## SHORT EXERCISE
Could you render every line of the items below as a numbered list, skipping any blank lines and leaving the pictures out?

Saved entries:
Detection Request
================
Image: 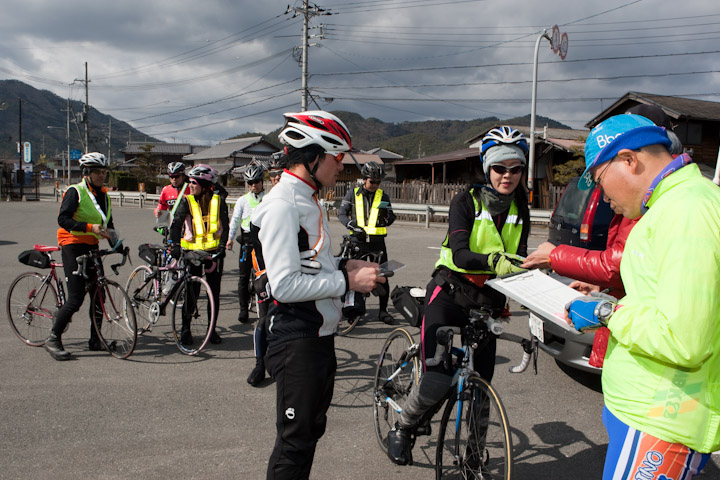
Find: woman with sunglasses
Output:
[388,126,530,465]
[154,162,188,218]
[170,164,229,345]
[225,161,265,323]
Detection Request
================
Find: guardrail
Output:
[55,189,552,228]
[323,201,552,228]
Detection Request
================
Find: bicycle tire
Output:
[171,276,216,355]
[373,328,420,453]
[125,265,162,335]
[338,315,361,337]
[6,272,60,347]
[90,280,137,359]
[435,374,513,480]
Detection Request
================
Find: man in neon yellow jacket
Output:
[568,114,720,479]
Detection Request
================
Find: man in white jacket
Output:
[250,111,385,480]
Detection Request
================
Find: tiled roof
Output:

## ANSWER FOR THE TASK
1. Detection Request
2. ================
3. Image: 
4. Find: woman with sunglasses
5. Output:
6. [388,126,530,465]
7. [154,162,188,218]
8. [170,164,229,345]
9. [225,161,265,323]
10. Detection Request
11. ================
12. Find: guardrail
13. Output:
14. [55,189,552,228]
15. [323,201,552,228]
16. Detection Request
17. ================
18. Find: bicycle tire
19. Output:
20. [171,276,216,355]
21. [373,328,420,453]
22. [125,265,162,335]
23. [338,315,361,337]
24. [6,272,60,347]
25. [90,280,137,359]
26. [435,374,513,480]
27. Detection Request
28. ================
29. Find: man in neon yellow jacket
30. Output:
31. [568,114,720,479]
32. Detection Request
33. ================
34. Find: man in white jacket
35. Output:
36. [250,111,385,480]
37. Detection Request
38. ================
39. Find: tiled roof
40. Output:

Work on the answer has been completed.